What to work on:
Copy out only the lines running from the one that contains "pick out the shoe" through the end of the listing. Pictures stay out.

Position identification records:
--
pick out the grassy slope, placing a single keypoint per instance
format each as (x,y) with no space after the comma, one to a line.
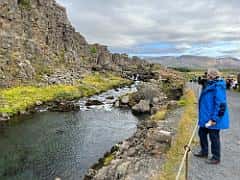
(17,99)
(186,124)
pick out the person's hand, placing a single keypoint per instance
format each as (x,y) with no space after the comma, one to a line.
(210,123)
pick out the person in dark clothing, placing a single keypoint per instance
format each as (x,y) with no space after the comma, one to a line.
(213,116)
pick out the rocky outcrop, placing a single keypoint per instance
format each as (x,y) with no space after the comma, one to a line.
(141,156)
(39,44)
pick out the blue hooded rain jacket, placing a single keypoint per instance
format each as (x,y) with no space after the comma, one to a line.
(213,105)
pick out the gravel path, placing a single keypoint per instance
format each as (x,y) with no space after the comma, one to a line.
(229,168)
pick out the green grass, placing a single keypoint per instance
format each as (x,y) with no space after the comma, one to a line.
(160,115)
(184,132)
(16,99)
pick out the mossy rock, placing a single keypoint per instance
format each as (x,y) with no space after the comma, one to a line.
(26,4)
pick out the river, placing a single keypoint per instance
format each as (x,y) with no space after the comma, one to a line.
(47,145)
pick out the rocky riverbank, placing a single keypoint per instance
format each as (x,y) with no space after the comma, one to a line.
(141,156)
(28,99)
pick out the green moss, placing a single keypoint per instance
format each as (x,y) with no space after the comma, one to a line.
(93,50)
(26,4)
(107,160)
(160,115)
(21,98)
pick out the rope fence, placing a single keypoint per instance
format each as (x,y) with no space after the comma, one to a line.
(188,146)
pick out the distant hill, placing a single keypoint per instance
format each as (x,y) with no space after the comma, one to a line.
(197,62)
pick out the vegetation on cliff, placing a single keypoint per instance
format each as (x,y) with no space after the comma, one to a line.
(16,99)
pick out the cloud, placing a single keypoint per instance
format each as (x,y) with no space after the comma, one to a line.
(129,24)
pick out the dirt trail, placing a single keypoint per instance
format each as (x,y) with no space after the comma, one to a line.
(229,168)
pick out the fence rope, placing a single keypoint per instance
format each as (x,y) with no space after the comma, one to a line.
(187,147)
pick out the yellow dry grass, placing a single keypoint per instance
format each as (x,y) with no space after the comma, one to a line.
(184,132)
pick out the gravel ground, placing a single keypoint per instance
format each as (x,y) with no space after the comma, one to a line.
(229,168)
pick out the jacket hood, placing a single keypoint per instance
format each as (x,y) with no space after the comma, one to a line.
(218,82)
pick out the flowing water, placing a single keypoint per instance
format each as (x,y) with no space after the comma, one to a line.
(47,145)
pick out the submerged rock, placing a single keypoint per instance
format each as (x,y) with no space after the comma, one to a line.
(142,107)
(93,102)
(125,99)
(64,106)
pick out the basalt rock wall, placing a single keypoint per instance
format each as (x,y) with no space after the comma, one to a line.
(38,44)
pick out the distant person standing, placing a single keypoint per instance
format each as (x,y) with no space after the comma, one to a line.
(213,116)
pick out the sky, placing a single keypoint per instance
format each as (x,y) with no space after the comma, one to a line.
(159,27)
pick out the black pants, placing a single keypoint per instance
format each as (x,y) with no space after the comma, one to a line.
(215,141)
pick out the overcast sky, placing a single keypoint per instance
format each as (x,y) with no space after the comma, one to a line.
(160,27)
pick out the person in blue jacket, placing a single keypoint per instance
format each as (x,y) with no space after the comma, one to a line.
(213,116)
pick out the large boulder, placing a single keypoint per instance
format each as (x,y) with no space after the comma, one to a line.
(158,141)
(142,107)
(93,102)
(125,99)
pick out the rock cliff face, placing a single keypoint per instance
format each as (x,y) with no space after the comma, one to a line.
(39,44)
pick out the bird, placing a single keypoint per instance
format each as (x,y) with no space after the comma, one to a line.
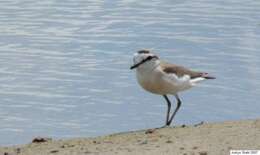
(163,78)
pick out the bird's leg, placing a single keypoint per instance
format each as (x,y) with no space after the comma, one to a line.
(175,111)
(168,109)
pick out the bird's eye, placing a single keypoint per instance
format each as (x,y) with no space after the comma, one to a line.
(149,57)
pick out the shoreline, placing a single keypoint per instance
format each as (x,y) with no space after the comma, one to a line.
(202,139)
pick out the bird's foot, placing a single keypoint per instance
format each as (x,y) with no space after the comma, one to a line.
(198,124)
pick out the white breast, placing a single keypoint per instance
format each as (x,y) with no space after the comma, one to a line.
(158,82)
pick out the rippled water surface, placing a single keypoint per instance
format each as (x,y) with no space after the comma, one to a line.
(64,65)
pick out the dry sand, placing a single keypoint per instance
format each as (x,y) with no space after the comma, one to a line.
(205,139)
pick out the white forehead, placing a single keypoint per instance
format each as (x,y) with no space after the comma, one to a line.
(140,55)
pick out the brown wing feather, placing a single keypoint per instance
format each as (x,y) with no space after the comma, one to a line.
(180,70)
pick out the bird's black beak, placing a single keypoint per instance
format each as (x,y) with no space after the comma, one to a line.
(143,61)
(134,66)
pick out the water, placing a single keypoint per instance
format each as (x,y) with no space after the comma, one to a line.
(64,65)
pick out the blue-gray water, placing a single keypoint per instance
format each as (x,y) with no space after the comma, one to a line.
(64,65)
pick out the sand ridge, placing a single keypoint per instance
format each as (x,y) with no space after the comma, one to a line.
(205,139)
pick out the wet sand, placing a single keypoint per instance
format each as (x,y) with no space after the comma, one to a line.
(204,139)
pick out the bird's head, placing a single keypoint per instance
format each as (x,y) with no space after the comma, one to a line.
(144,59)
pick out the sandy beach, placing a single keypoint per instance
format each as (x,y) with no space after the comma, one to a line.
(203,139)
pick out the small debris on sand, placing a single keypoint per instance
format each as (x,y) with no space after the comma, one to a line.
(41,140)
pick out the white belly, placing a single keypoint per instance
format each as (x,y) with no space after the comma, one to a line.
(156,82)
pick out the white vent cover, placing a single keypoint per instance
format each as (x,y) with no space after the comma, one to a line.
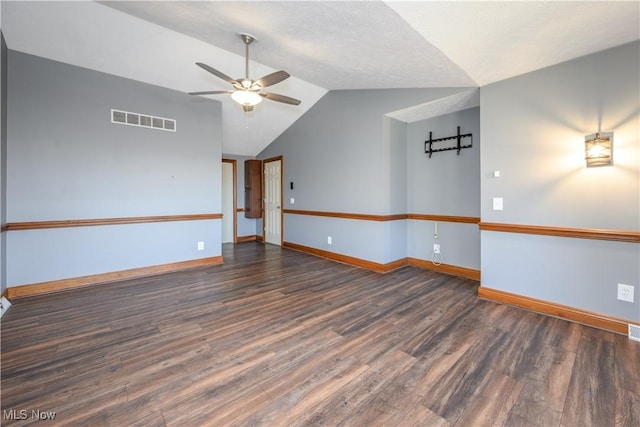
(142,120)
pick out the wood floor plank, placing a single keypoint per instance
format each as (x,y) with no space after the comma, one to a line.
(591,394)
(279,337)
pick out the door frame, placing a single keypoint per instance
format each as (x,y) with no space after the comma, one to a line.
(235,197)
(264,212)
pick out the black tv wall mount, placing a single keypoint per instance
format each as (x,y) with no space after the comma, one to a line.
(428,145)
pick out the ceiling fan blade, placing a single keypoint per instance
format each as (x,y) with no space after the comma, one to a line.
(210,92)
(280,98)
(216,73)
(273,78)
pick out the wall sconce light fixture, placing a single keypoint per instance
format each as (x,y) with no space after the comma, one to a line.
(599,149)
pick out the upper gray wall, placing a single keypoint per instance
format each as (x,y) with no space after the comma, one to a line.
(533,130)
(445,184)
(3,158)
(535,126)
(69,161)
(336,152)
(66,160)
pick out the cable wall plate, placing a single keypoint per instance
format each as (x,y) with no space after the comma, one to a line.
(142,120)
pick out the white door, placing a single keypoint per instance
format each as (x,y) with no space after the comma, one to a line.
(228,208)
(273,202)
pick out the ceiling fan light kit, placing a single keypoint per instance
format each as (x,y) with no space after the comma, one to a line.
(246,92)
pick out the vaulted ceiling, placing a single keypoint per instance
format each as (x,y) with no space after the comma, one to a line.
(324,45)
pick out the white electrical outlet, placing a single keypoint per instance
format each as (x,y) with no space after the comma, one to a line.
(625,292)
(498,204)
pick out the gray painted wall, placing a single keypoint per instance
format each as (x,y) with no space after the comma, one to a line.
(3,159)
(66,160)
(445,184)
(345,156)
(337,153)
(533,128)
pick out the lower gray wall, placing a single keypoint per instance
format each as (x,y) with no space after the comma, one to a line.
(533,128)
(66,161)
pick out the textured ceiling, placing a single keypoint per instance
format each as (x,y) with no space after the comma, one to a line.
(324,45)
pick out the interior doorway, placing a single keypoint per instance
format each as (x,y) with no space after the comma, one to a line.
(272,222)
(229,202)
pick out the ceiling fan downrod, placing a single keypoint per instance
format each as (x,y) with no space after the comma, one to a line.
(247,39)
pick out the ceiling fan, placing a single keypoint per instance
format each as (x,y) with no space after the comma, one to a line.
(247,92)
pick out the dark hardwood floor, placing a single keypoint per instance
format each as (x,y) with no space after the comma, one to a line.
(275,337)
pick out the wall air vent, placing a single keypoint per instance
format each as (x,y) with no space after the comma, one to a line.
(142,120)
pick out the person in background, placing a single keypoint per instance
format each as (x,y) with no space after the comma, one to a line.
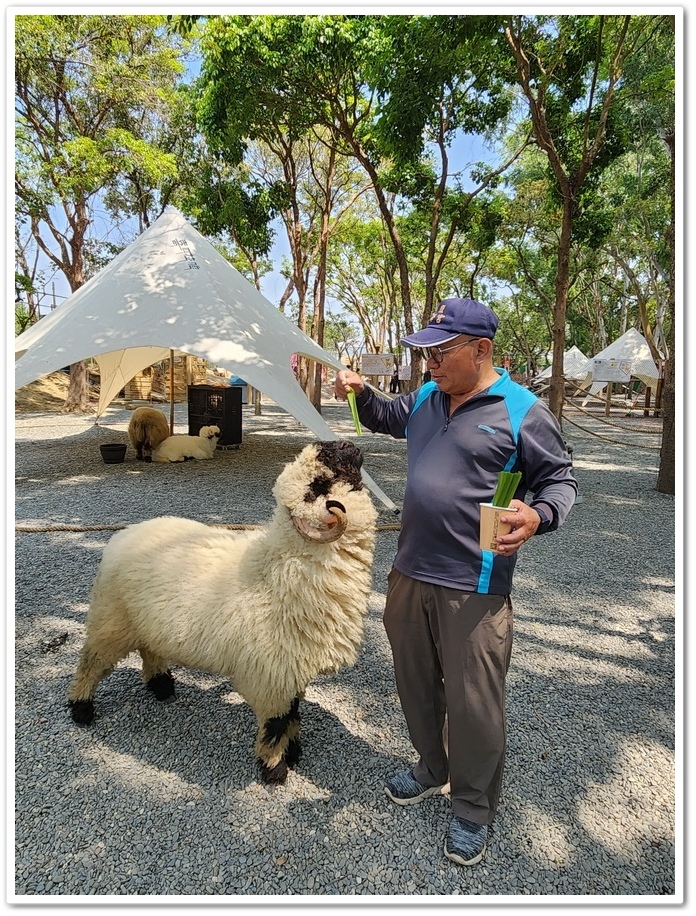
(448,611)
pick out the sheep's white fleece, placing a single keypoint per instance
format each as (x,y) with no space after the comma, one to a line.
(180,447)
(147,428)
(267,609)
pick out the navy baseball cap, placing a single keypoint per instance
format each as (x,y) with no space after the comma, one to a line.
(452,318)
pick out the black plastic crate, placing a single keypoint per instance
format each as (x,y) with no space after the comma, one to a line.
(211,405)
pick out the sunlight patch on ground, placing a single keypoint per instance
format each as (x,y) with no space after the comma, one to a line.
(637,804)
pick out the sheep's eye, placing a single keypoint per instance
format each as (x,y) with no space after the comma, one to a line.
(320,486)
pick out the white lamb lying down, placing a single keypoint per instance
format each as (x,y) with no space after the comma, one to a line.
(184,448)
(148,427)
(269,609)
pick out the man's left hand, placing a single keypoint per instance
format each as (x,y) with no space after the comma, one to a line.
(524,521)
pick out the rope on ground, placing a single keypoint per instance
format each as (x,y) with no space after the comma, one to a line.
(628,429)
(607,439)
(44,529)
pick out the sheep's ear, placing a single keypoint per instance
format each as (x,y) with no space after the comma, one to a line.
(332,527)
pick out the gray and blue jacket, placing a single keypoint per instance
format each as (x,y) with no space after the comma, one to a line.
(453,465)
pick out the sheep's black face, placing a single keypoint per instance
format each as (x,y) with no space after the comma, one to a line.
(319,487)
(343,461)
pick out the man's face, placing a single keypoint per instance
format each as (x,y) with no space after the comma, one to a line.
(456,368)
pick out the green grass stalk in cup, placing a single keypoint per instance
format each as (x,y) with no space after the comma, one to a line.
(505,488)
(354,411)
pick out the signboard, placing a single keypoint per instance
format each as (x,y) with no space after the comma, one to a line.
(611,370)
(377,364)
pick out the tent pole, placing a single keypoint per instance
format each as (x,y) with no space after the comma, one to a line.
(171,392)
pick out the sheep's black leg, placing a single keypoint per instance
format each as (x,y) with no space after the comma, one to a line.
(82,711)
(162,685)
(275,731)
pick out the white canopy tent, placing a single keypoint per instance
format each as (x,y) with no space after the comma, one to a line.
(630,347)
(171,290)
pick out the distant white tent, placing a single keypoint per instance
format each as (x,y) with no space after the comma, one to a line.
(576,368)
(631,347)
(171,290)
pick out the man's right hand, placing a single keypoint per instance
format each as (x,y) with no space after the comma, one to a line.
(345,380)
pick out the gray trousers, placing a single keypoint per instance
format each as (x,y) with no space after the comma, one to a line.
(451,654)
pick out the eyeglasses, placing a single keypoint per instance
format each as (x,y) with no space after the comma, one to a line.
(437,354)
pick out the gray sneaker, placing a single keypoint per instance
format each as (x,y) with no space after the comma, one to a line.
(465,842)
(404,789)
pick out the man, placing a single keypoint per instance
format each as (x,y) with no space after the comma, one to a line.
(448,612)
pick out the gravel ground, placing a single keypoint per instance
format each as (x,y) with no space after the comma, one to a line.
(165,801)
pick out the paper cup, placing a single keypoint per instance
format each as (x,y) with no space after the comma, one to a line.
(491,526)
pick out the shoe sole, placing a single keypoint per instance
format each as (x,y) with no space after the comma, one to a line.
(460,860)
(435,790)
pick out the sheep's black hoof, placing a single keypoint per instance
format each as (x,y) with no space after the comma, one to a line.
(274,776)
(294,752)
(162,685)
(82,711)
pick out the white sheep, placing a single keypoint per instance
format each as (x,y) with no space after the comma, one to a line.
(269,609)
(148,427)
(184,448)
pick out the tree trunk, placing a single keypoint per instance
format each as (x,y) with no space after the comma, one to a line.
(666,473)
(557,386)
(77,398)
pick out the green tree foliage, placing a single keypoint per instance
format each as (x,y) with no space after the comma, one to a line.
(92,94)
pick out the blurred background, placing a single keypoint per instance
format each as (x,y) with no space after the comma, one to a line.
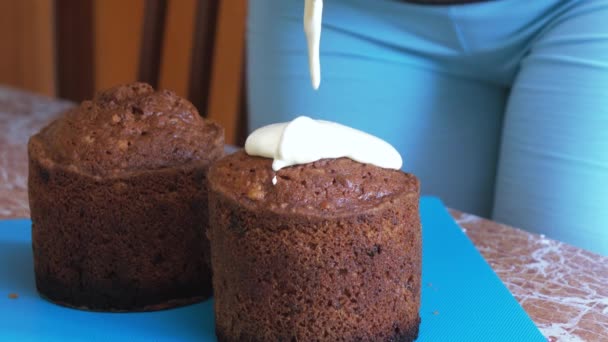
(72,48)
--
Reply to the exercise:
pick out the shoe sole, placing a single keypoint per instance
format each as (x,y) with no space after the comma, one to a line.
(460,860)
(435,790)
pick out the sheep's black hoof, placing a single keypoint per instance
format each as (x,y) with no space after the comma, one to a line.
(274,776)
(294,752)
(162,685)
(82,711)
pick out the white sheep, placing a single keypoint per instance
format each as (x,y) with no space after the comma, one to a line.
(269,609)
(148,427)
(184,448)
pick out the tree trunk, placing a single keypoint per instance
format each as (x,y) with no space after the comma, one to a line.
(666,473)
(557,386)
(77,398)
pick out the green tree foliage, placing a single keypoint per instance
format each as (x,y) with no space after the comma, one to a line.
(92,94)
pick out the blurred background, placing a single keypoint per instance
format each as (x,y) with no space after the comma, one to a line.
(72,48)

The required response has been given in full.